→ **PROVIDED DATA**:
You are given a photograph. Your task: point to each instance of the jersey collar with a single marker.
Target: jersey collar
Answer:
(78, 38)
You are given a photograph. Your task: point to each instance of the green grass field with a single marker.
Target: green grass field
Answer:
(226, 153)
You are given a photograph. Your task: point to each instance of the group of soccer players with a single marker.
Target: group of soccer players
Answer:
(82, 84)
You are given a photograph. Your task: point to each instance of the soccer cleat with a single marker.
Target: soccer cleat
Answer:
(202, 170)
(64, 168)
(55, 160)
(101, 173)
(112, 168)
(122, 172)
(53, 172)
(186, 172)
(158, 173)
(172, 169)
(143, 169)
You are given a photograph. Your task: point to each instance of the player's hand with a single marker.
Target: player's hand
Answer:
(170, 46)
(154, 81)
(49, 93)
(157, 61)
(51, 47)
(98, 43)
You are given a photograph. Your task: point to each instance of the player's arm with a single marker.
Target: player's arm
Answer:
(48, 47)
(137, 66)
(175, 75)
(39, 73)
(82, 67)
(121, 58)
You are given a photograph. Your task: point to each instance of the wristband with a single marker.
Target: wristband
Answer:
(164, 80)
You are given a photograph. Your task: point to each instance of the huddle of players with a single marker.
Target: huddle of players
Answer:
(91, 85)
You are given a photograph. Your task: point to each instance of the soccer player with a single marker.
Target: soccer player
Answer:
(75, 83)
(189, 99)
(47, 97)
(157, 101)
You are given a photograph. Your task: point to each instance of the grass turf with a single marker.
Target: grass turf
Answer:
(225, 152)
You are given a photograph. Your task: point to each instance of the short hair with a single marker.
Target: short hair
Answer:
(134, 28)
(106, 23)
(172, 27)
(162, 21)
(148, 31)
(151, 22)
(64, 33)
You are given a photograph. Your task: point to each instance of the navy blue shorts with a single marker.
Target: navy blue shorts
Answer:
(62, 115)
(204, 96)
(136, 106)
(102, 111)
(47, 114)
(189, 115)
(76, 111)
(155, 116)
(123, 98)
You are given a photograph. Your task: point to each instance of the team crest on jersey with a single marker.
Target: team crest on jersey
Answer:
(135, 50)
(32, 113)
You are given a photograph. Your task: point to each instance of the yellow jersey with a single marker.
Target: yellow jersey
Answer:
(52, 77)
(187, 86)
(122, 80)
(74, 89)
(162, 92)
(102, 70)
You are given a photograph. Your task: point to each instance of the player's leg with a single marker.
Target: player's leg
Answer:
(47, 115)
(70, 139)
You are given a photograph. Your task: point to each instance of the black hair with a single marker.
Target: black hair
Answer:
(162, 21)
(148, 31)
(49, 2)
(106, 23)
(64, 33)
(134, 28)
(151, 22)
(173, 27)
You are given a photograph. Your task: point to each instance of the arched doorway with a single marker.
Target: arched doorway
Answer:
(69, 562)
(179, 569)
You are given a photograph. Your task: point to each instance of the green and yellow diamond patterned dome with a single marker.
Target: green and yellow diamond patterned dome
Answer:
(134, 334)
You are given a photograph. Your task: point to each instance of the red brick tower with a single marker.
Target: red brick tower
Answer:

→ **DIRECTIONS**: Print out every record, character for character.

→ **RESPONSE TO THE TASK**:
You are given a photograph. Your task: point to each instance of the jersey collar with a single marker.
Target: jersey collar
Answer:
(78, 38)
You are given a photograph. Your task: point to each instance of the green grass field with a single marker.
Target: green grass field
Answer:
(226, 153)
You are given a photograph. Your task: point to each instance of the group of soccer players with a single marker.
Target: group of soccer players
Answer:
(82, 84)
You are given a photograph. Your task: point to each instance of the soccer cleat with a single marker.
Target: soccer cleat
Answer:
(202, 170)
(64, 168)
(55, 160)
(101, 173)
(112, 168)
(122, 172)
(53, 172)
(186, 172)
(158, 173)
(172, 169)
(143, 169)
You are given a photograph. Your task: point to each instance of the player's hand with a single marker.
Target: player's hand
Answer:
(170, 46)
(154, 81)
(49, 93)
(157, 61)
(51, 47)
(98, 43)
You are given a photograph. Your task: point to each instance of the player's arm with a single marker.
Target: player's arm
Answer:
(48, 47)
(137, 66)
(175, 75)
(39, 73)
(82, 67)
(121, 58)
You are given a photograph. Your task: point to each instance of the wristband with a single marker.
Target: wristband
Answer:
(164, 80)
You are given a photograph. Your task: point to each instance of the huddle of players with a single marker.
Target: huddle of players
Answer:
(91, 85)
You are given a photograph. Your task: point to each instance of the soccer player with a single marker.
Target: soccer player
Answer:
(75, 83)
(189, 99)
(47, 97)
(157, 101)
You are given a photograph. Your task: point to each instance of the grass turf with a single marker.
Target: grass turf
Answer:
(225, 152)
You are given a photograph. Your task: point to each instance of the short hair with a single marker.
Target: short hair
Answer:
(134, 28)
(106, 23)
(172, 27)
(162, 21)
(148, 31)
(151, 22)
(64, 33)
You are given a photograph. Your task: point to each instance of the navy blue shorts with a single marker.
Target: navy blue shorts
Answer:
(62, 115)
(204, 96)
(136, 106)
(102, 111)
(47, 114)
(189, 115)
(76, 111)
(155, 116)
(123, 98)
You are given a photograph. Your task: point to each instance of the team crest on jersey with a single marker.
Target: team crest on jersey
Answer:
(135, 50)
(32, 113)
You are given a photograph. Your task: point to each instance of the yellow jersey with a single marker.
Target: yellow jersey
Answer:
(52, 77)
(187, 86)
(122, 80)
(74, 89)
(162, 92)
(102, 70)
You are given a photograph. Your task: point to each instance of the player's leg with a single marker.
Target: player's leg
Answer:
(47, 115)
(70, 139)
You are given a photograph. Your task: point to each instance of the black hair with a single marker.
Target: black hair
Answer:
(162, 21)
(148, 31)
(49, 2)
(106, 23)
(64, 33)
(134, 28)
(151, 22)
(173, 27)
You are given a photograph. Your task: point to each instance of the arched doorway with a single marker.
Target: arched doorway
Answer:
(69, 562)
(179, 569)
You are given a photograph. Your task: point to each instance of the green and yellow diamond patterned dome with a single marker.
Target: green and yellow diamond patterned dome
Answer:
(134, 334)
You are given a photograph. Your task: point to each instance of the red brick tower with a single marker.
Target: red brick tower
Answer:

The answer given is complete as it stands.